Dataset excerpt:
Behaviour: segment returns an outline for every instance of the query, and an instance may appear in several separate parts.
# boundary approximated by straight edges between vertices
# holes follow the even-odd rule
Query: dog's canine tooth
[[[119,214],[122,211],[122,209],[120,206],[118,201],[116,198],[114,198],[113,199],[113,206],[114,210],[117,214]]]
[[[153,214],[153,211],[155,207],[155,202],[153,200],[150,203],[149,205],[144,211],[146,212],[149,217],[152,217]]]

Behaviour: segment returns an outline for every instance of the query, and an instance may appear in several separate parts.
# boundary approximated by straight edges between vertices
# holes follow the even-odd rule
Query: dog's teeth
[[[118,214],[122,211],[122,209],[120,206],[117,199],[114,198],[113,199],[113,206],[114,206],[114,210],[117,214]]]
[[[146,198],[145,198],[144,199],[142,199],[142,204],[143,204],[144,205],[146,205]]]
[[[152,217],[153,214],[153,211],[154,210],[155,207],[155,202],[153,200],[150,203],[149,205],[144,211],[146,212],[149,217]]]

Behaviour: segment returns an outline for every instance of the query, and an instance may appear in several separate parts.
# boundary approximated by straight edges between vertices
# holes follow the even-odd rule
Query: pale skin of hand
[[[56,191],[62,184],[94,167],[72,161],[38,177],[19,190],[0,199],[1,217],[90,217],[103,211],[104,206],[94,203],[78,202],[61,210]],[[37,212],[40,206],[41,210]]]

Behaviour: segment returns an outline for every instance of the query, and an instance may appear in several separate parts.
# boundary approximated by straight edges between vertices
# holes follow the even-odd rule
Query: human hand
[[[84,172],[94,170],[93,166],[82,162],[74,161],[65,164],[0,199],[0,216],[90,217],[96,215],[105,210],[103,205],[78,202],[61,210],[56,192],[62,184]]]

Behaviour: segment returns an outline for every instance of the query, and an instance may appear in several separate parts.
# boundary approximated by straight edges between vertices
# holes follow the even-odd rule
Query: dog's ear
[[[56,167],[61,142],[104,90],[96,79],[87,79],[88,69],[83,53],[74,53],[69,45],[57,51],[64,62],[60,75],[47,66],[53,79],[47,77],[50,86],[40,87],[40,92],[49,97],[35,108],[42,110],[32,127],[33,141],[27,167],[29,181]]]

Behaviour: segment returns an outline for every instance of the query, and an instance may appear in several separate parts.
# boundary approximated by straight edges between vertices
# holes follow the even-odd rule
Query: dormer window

_GOAL:_ Print all the data exactly.

_ANSWER IN FULL:_
Behaviour: segment returns an outline for every instance of the query, and an instance may appear in several separate parts.
# boundary approximated by straight edges between vertices
# holes follow the even-odd rule
Query: dog's canine tooth
[[[119,214],[122,211],[122,209],[120,206],[118,201],[116,198],[114,198],[113,199],[113,206],[114,210],[117,214]]]
[[[153,214],[153,211],[155,207],[155,202],[153,200],[150,203],[149,205],[144,211],[146,212],[149,217],[152,217]]]

Behaviour: segment returns an outline for every instance of the query, and an instance may appear in several separate parts.
# boundary approximated by straight edges between vertices
# holes follow the even-odd rule
Query: dog's teeth
[[[118,214],[122,211],[122,209],[120,206],[117,199],[114,198],[113,199],[113,206],[114,206],[114,210],[117,214]]]
[[[146,198],[145,198],[144,199],[142,199],[142,204],[143,204],[144,205],[146,205]]]
[[[152,217],[153,214],[153,211],[154,210],[155,207],[155,202],[153,200],[150,203],[149,205],[144,211],[146,212],[149,217]]]

Behaviour: segment returns an outline for every instance of the query, and an instance may appear in several separate parts.
# boundary approximated by straight edges between vertices
# holes follow the even-odd rule
Query: pale skin of hand
[[[56,191],[62,184],[94,167],[72,161],[38,177],[19,190],[0,199],[1,217],[90,217],[103,211],[104,206],[94,203],[78,202],[61,210]],[[37,212],[40,206],[41,210]]]

Behaviour: segment returns an outline for every instance of the query, and an instance may appear in several separate parts.
# boundary approximated by straight edges between vertices
# holes follow the even-odd rule
Query: human hand
[[[84,172],[94,170],[93,166],[82,162],[74,161],[65,164],[0,199],[0,216],[90,217],[96,215],[105,210],[103,205],[78,202],[61,210],[56,192],[62,184]]]

Behaviour: segment returns an outline for every instance of the query, and an instance may appear in several separate parts.
# boundary approximated by straight edges between vertices
# holes follow the even-odd rule
Query: dog's ear
[[[56,167],[61,142],[104,90],[96,79],[87,79],[88,69],[83,53],[74,53],[69,45],[57,51],[64,62],[60,75],[47,66],[53,79],[47,77],[50,86],[40,87],[40,92],[49,97],[35,108],[42,110],[32,127],[33,141],[27,167],[29,181]]]

Behaviour: segment returns an outline for every instance of the query, and an instance may appear in several separate parts.
# boundary approximated by straight edges between vertices
# holes follow the even-odd rule
Query: dormer window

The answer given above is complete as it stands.